= REQUEST =
Every line below is to be quoted exactly, with nothing added or dropped.

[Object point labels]

## START

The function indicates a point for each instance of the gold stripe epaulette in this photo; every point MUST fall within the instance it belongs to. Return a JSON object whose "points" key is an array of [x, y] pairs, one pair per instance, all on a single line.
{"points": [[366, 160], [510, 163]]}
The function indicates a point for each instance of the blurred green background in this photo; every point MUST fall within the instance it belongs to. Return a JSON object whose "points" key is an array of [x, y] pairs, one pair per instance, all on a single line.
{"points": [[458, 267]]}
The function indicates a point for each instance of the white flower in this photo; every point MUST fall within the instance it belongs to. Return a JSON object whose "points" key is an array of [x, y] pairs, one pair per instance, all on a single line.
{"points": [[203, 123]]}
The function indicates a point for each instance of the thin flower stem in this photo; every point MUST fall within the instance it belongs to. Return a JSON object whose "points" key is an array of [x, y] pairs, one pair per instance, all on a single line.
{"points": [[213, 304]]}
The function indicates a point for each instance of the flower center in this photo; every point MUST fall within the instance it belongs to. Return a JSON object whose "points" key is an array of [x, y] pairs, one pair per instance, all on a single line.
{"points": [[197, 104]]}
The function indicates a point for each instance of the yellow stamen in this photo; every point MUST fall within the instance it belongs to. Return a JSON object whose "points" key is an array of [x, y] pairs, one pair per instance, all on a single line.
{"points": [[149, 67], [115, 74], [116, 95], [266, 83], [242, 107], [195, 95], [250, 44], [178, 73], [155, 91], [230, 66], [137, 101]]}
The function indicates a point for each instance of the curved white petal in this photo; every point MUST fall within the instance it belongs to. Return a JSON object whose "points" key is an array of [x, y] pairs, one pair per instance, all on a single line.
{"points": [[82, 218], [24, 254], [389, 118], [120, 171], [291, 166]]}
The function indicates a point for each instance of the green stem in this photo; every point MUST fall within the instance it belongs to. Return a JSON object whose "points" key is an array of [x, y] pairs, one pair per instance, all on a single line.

## END

= SOLUTION TO THIS PROBLEM =
The function indicates a point for each instance of the gold stripe epaulette in this photo; every point MUST fall within the instance it belongs to. Return a JSON object whose "points" key is an array of [x, y] pairs, one pair per instance, all on a single line.
{"points": [[366, 160], [510, 163]]}
The function indicates a point for each instance of the blurred green background in this photo; every point MUST fall within the instance it belongs to. Return a JSON object whose "points" key is an array of [x, y] pairs, one pair per instance, all on a single line.
{"points": [[458, 267]]}
The function indicates a point for each instance of the white flower in this photo; every point MUST fall within the instance it belongs to. Return a JSON object whose "points" key is an array of [x, y] pairs, one pair per instance, all on a single line.
{"points": [[203, 123]]}
The function indicates a point for each instance of the thin flower stem in this photo; every point MUST fall within the instance it belongs to. Return a JSON object whose "points" key is an array of [x, y] pairs, one pair per instance, all on a single line.
{"points": [[213, 304]]}
The function indicates a point for each instance of the flower center in this photo; every point MUST fall within the instance it belongs to. Return a JSON object whose "points" key is an array of [x, y] pairs, one pair per instance, all on a single line.
{"points": [[197, 104]]}
The function indicates a point for each instance of the yellow stamen in this photo; every point MUST fall within the instance it belongs to. Return a JSON object whose "points" key is an array of [x, y] pairs, one pair per instance, all on a single line.
{"points": [[149, 67], [115, 74], [116, 95], [266, 83], [242, 107], [195, 95], [250, 44], [178, 73], [155, 91], [230, 66], [137, 101]]}
The function indicates a point for each instance of the curved white petal in this photo; every point MUST fall within the instance it belongs to. Return a JSON object whose "points" key is an array of [x, y] pairs, one pair per instance, all on a single line.
{"points": [[82, 218], [24, 254], [389, 118], [120, 171], [291, 166]]}
The function indicates a point for each instance of the green stem in this photo; every point MUST fall within the instance it belongs to. Return a JSON object whose "points" key is an array of [x, y] pairs, one pair per instance, all on a single line.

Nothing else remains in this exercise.